--- Goal ---
Return verbatim the lines of the listing below, starting at the line that contains "form [342, 148]." and ending at the last line of the listing, with both ends included.

Photo object pointing records:
========================================

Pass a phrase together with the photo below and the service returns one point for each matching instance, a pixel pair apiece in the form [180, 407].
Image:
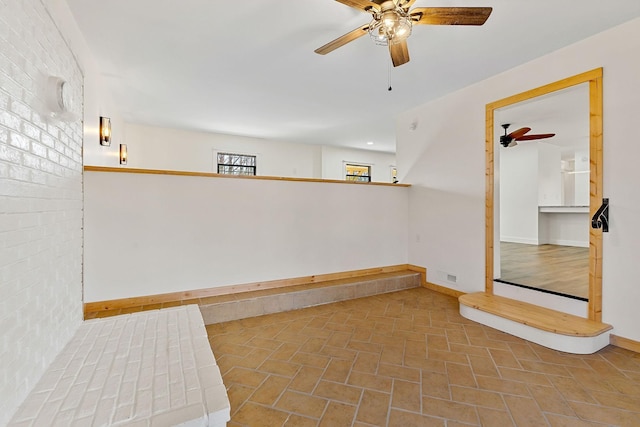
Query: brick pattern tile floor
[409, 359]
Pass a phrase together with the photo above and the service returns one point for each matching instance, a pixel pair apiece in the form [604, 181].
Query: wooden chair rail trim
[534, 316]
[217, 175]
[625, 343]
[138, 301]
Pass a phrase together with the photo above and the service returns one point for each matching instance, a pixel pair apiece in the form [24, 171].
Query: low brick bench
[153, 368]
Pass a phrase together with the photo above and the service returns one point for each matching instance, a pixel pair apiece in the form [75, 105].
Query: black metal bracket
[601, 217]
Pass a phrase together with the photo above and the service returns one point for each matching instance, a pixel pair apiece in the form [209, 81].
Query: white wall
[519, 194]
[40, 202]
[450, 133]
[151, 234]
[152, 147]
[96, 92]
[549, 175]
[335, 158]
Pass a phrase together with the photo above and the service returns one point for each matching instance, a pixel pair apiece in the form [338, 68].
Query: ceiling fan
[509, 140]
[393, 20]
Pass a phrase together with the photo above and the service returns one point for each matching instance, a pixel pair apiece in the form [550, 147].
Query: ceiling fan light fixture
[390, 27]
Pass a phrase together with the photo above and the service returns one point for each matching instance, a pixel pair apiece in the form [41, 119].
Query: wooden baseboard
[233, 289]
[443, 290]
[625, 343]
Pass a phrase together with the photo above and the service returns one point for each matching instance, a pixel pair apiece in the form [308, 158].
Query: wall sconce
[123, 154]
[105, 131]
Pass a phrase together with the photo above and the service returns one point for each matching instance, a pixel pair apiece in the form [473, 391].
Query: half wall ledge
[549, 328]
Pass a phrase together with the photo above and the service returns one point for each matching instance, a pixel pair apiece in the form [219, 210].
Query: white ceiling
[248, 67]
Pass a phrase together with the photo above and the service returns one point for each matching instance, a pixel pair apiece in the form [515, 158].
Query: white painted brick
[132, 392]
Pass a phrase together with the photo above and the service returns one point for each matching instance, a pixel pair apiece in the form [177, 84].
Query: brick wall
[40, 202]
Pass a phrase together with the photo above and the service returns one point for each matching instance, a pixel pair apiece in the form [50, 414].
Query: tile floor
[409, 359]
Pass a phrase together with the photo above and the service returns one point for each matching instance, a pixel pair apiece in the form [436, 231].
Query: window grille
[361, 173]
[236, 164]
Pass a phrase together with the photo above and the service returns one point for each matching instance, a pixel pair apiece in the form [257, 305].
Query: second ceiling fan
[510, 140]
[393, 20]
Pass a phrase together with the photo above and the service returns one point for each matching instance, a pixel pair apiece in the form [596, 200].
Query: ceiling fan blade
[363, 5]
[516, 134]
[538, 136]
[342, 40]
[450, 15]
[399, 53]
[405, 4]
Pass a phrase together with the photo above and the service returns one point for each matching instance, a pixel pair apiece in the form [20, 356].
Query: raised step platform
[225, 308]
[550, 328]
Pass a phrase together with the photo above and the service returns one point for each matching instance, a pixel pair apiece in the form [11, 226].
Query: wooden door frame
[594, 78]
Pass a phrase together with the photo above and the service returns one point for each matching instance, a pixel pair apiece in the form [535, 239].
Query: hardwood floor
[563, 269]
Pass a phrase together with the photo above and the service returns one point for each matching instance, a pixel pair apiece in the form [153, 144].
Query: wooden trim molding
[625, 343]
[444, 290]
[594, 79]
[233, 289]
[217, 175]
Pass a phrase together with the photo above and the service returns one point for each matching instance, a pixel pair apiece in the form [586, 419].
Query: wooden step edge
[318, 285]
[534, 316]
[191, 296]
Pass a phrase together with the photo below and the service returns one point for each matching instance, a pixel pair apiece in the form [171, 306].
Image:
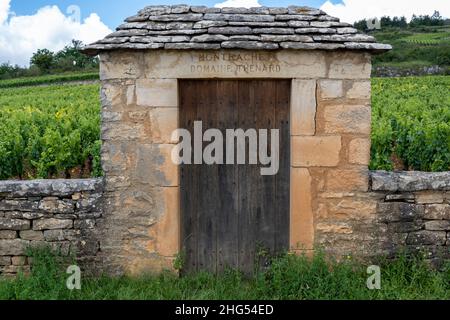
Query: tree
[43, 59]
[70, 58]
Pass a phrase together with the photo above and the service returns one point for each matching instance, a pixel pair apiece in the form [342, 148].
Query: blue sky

========================================

--- Solution to the exercise ---
Pass a phrase together with the photo above and the service returns one point for each matching instance, a pixel pair apiece in the form [342, 148].
Query: blue sky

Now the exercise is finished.